— AUFGABEN —
1) Welchen Ansatz schlägt die Wirtschaftsweise Monika Schnitzer laut Textabschnitt vor?
2) Gib die Stelle des Textabschnitts von „Zuspruch bekommt Gesundheitsökonom“ bis „Geld kosten würde.“ erneut wieder und tausche dabei „Kassenärzte-Chef“ gegen „Ärztefunktionär“ aus.

Eine solidarische Finanzierung der gesetzlichen Krankenversicherung ist demnach für den Sozialverband "verzichtbar."

Wirtschaftsweise sieht Fehlanreize 

Zuspruch bekommt Gesundheitsökonom Wasem bei seinem Vorschlag allerdings von Kassenärzte-Chef Andreas Gassen. Der 63-Jährige erklärte im Bild-Bericht, dass der medizinische Fortschritt zwar gigantisch sei, aber eben auch Geld kosten würde. 

Es würde viele neue hervorragende Medikamente geben, die die Behandlung verbessern. Gassen: "Man wird tatsächlich über kurz oder lang Selbstbeteiligungselemente diskutieren müssen."

Von der Wirtschaftsweisen Monika Schnitzer kommt unterdessen der Ansatz, dass man die beitragsfreie Mitversicherung von Ehepartnern kippen müsste. Zur Bild-Zeitung sagte sie: "Der Fehlanreiz, im Minijob zu verharren, statt selbst sozialversicherungspflichtig zu arbeiten, wird dadurch reduziert."

— DATENZEILEN —
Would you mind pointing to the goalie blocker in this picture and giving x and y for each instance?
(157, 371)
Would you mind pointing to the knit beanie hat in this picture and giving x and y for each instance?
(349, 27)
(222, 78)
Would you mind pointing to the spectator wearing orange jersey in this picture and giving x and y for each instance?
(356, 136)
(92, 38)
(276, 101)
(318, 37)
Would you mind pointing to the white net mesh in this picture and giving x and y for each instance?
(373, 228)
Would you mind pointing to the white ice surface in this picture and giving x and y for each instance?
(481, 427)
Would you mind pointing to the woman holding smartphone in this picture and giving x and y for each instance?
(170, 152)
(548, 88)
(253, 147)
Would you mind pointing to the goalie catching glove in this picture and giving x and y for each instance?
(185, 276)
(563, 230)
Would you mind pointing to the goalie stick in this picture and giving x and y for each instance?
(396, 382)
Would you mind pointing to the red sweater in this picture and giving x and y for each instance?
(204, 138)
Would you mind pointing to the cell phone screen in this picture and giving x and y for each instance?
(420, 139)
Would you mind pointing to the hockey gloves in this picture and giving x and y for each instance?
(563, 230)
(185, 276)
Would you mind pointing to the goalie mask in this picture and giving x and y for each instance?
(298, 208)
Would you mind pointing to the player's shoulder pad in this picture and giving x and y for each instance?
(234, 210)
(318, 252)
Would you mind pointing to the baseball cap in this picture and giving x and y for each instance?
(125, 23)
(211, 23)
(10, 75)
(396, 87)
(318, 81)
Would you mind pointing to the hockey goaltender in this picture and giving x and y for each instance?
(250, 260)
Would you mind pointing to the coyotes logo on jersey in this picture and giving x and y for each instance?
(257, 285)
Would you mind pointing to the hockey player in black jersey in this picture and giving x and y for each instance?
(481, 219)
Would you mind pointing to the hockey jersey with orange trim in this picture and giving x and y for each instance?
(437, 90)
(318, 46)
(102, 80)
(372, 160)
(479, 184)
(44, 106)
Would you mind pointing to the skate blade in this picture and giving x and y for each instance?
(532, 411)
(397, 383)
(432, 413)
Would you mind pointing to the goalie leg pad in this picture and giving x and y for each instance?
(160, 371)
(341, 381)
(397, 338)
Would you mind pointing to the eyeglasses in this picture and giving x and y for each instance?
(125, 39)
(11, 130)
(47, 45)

— ERGEBNISSE —
1) Die beitragsfreie Mitversicherung von Ehepartnern müsste gekippt werden.

2)
Zuspruch bekommt Gesundheitsökonom Wasem bei seinem Vorschlag allerdings von Ärztefunktionär Andreas Gassen. Der 63-Jährige erklärte im Bild-Bericht, dass der medizinische Fortschritt zwar gigantisch sei, aber eben auch Geld kosten würde.